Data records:
• • • • •

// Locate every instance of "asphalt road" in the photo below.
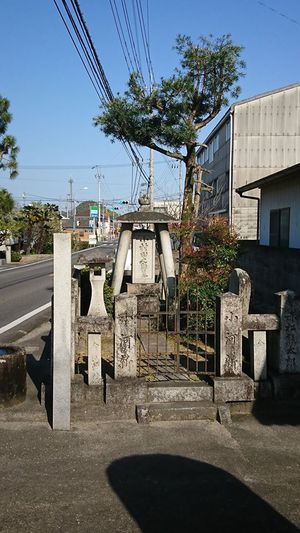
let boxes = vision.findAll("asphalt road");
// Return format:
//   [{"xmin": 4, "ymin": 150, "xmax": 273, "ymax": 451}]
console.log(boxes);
[{"xmin": 0, "ymin": 242, "xmax": 116, "ymax": 344}]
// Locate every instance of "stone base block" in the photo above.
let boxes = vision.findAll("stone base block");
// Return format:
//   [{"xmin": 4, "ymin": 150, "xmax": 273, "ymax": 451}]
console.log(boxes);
[
  {"xmin": 148, "ymin": 381, "xmax": 213, "ymax": 402},
  {"xmin": 254, "ymin": 380, "xmax": 273, "ymax": 399},
  {"xmin": 71, "ymin": 374, "xmax": 103, "ymax": 404},
  {"xmin": 213, "ymin": 375, "xmax": 254, "ymax": 402},
  {"xmin": 105, "ymin": 376, "xmax": 147, "ymax": 408},
  {"xmin": 136, "ymin": 401, "xmax": 217, "ymax": 424},
  {"xmin": 217, "ymin": 403, "xmax": 232, "ymax": 426}
]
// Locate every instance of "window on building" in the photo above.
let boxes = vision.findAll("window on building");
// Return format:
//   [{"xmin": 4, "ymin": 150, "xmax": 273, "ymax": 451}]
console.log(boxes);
[
  {"xmin": 269, "ymin": 207, "xmax": 290, "ymax": 248},
  {"xmin": 208, "ymin": 141, "xmax": 214, "ymax": 163},
  {"xmin": 213, "ymin": 134, "xmax": 220, "ymax": 154},
  {"xmin": 225, "ymin": 120, "xmax": 231, "ymax": 141},
  {"xmin": 199, "ymin": 149, "xmax": 205, "ymax": 165},
  {"xmin": 224, "ymin": 170, "xmax": 229, "ymax": 191},
  {"xmin": 204, "ymin": 148, "xmax": 208, "ymax": 163}
]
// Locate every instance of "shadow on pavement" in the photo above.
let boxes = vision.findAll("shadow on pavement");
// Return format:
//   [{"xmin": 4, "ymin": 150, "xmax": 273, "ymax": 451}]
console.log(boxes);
[
  {"xmin": 27, "ymin": 332, "xmax": 52, "ymax": 423},
  {"xmin": 252, "ymin": 399, "xmax": 300, "ymax": 426},
  {"xmin": 107, "ymin": 455, "xmax": 298, "ymax": 533}
]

• • • • •

● **WRITTEN TASK**
Return each line of the data above that contains the string "window", matching case exactly.

● **EXERCISE ANSWER**
// Locate every instance of "window on building" in the photo above.
let boxes = vision.findAll("window on building");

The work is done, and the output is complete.